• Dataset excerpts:
↓↓↓
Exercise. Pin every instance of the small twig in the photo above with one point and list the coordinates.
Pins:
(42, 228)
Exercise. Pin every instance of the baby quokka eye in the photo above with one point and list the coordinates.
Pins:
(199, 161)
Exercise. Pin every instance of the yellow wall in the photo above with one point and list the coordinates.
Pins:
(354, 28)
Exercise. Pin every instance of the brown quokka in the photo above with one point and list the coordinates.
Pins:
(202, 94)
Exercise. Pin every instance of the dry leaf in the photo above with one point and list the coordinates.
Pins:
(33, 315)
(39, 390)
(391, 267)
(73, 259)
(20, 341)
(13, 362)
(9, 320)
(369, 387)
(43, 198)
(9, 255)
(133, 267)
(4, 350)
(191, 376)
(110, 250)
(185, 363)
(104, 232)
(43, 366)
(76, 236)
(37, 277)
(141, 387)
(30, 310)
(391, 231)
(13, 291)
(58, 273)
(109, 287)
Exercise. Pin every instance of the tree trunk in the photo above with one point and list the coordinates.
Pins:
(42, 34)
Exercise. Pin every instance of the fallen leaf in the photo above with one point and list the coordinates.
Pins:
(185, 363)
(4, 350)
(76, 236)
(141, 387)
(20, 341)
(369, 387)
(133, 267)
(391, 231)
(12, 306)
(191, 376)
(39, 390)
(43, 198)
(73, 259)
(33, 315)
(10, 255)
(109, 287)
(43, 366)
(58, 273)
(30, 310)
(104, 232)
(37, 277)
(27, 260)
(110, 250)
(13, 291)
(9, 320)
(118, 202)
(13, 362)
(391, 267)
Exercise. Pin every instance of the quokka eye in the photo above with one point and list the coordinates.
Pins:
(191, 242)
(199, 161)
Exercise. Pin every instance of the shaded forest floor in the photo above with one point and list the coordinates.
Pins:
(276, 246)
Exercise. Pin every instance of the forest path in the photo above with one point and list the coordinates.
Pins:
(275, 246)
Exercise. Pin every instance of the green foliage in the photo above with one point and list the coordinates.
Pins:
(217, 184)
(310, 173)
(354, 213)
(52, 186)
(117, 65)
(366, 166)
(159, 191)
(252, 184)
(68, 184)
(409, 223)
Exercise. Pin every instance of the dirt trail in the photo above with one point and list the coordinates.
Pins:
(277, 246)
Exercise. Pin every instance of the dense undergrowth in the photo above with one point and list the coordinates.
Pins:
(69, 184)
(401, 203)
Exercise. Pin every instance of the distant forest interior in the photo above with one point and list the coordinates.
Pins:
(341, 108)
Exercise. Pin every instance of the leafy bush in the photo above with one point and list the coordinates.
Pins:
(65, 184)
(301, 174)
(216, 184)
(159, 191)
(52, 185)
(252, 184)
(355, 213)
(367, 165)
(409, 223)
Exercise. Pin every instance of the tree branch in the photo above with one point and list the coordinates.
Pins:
↑↑↑
• PROBLEM TO SOLVE: Scanning the data above, copy out every line where "forest" is found.

• RESPONSE AREA:
Exercise. Pin every instance of the shaded forest floor in the photo above with one point and list the coordinates.
Exercise. Pin every instance of the forest path in the photo above with one point and list the coordinates.
Exercise. Pin every instance of the distant forest interior in the photo above with one point and list the coordinates.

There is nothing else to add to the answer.